What to work on — Copy the lines from the one containing "Spot every roasted chicken" through the one containing "[17,262,167,340]", substituting "Locate" for "Spot" and leaving everything else unchanged.

(Image box annotation records)
★ ★ ★ ★ ★
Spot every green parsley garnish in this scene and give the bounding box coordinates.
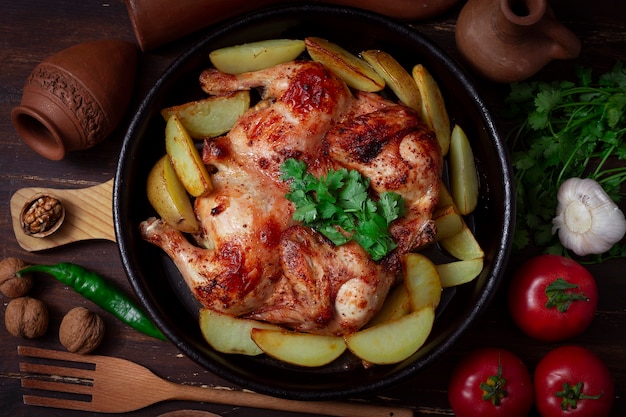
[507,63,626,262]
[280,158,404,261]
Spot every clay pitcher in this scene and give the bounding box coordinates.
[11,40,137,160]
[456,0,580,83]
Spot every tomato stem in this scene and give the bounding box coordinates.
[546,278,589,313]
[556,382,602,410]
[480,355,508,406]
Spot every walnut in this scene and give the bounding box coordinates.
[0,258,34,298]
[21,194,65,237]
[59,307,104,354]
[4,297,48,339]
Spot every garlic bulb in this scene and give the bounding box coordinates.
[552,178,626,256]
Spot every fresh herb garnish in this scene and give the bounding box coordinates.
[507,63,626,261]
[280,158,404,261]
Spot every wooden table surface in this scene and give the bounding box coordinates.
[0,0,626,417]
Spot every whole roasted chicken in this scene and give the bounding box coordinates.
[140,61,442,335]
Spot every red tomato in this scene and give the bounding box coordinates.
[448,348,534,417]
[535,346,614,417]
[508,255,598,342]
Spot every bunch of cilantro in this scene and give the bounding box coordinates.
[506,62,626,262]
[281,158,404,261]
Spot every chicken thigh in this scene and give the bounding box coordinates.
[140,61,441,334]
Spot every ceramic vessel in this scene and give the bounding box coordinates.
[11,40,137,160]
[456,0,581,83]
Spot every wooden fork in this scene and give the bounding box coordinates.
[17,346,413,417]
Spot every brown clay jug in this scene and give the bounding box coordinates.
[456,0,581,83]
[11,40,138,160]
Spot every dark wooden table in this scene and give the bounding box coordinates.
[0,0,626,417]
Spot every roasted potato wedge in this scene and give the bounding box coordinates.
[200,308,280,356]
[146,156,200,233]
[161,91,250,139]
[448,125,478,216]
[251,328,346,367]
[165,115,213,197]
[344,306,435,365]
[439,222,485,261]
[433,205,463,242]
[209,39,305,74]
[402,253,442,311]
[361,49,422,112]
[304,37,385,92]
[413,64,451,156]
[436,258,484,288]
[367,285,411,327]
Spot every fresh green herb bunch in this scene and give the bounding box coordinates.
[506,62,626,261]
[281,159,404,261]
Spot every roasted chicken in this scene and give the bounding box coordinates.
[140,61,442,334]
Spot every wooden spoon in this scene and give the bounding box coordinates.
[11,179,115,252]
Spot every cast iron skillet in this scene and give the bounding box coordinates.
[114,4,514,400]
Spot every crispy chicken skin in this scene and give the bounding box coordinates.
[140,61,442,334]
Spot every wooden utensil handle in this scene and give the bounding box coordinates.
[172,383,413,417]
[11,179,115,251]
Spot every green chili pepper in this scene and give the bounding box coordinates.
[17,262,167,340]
★ ★ ★ ★ ★
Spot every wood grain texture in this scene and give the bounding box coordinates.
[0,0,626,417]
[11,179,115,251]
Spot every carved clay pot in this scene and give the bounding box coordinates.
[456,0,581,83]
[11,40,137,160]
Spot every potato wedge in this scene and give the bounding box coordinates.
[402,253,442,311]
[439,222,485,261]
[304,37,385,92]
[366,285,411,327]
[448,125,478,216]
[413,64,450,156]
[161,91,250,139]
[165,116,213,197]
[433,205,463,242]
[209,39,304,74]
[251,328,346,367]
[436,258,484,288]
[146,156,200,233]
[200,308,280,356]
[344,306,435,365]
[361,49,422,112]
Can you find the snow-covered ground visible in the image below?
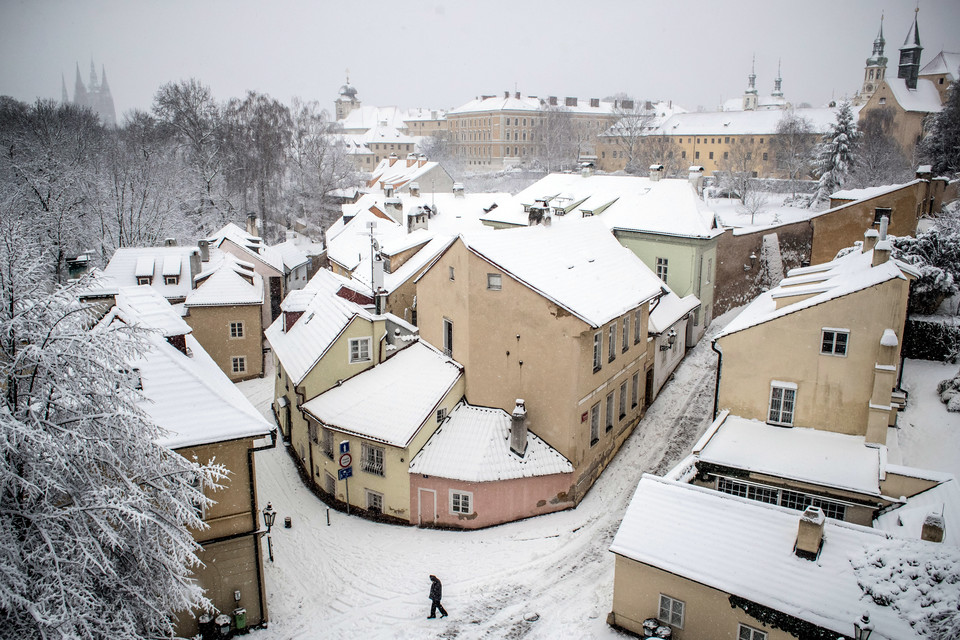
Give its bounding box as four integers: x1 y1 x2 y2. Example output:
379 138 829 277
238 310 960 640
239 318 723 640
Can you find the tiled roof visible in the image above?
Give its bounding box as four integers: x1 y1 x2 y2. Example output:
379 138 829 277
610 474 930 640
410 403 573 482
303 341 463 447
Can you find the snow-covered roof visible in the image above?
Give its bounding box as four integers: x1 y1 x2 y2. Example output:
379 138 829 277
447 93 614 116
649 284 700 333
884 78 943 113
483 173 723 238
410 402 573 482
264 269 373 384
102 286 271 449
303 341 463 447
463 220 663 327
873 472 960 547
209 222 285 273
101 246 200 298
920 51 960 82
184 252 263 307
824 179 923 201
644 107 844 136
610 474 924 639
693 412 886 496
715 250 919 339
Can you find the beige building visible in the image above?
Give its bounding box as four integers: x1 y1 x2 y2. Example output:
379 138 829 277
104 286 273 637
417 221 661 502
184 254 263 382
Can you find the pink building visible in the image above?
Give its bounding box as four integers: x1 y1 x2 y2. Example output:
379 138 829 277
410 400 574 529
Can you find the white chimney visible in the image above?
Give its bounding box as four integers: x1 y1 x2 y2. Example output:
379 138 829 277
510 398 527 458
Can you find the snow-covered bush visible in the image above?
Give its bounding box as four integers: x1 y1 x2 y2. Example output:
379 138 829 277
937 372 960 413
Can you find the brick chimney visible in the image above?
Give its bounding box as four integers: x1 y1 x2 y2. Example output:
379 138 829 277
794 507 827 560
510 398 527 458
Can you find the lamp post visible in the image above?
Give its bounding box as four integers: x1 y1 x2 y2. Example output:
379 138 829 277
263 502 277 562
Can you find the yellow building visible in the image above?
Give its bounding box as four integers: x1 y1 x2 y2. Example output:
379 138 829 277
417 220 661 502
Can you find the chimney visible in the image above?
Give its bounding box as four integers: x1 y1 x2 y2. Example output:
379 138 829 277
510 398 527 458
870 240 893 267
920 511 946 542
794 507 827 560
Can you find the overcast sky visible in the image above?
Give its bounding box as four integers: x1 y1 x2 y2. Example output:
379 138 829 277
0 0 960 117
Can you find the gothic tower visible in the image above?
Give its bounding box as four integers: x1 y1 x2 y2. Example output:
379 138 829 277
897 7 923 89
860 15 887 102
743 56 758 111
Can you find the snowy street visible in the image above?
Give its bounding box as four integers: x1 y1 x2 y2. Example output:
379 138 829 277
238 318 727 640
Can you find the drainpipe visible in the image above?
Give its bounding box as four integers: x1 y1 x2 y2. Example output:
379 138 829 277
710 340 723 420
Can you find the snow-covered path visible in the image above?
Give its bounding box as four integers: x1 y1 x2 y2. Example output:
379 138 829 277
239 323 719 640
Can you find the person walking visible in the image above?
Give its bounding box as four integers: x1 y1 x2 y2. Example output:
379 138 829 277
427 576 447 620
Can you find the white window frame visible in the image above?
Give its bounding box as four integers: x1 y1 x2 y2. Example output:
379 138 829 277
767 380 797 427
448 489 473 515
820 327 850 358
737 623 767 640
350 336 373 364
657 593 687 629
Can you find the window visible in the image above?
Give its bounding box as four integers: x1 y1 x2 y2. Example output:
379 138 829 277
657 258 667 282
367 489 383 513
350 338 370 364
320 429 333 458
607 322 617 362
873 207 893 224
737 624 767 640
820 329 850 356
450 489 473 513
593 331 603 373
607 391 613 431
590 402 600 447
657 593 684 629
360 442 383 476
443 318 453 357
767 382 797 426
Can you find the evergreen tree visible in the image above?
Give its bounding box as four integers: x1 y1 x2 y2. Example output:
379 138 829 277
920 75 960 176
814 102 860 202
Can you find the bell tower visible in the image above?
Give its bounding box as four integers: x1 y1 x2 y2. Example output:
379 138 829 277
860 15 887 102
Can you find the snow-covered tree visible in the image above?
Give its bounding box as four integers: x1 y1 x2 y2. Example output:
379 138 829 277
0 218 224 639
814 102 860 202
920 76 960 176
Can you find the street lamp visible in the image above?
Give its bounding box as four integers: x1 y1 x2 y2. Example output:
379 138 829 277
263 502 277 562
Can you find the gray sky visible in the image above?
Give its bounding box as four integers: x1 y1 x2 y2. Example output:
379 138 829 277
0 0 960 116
★ ★ ★ ★ ★
Solution to this task —
Locate every roasted chicken in this scene and give the bounding box coordinates.
[140,61,442,334]
Locate every wooden spoon in this scene and give the bounding box coordinates.
[11,179,115,252]
Locate every cast iron skillet in this scene and give the bounding box coordinates.
[114,4,514,400]
Locate every crispy chicken skin in this scene and give the bounding box coordinates.
[140,61,442,334]
Locate every wooden utensil handle in this scene and give the bounding box coordinates.
[172,383,413,417]
[11,179,115,251]
Locate every green chili pepper in this scene and give the bounding box coordinates.
[17,262,167,340]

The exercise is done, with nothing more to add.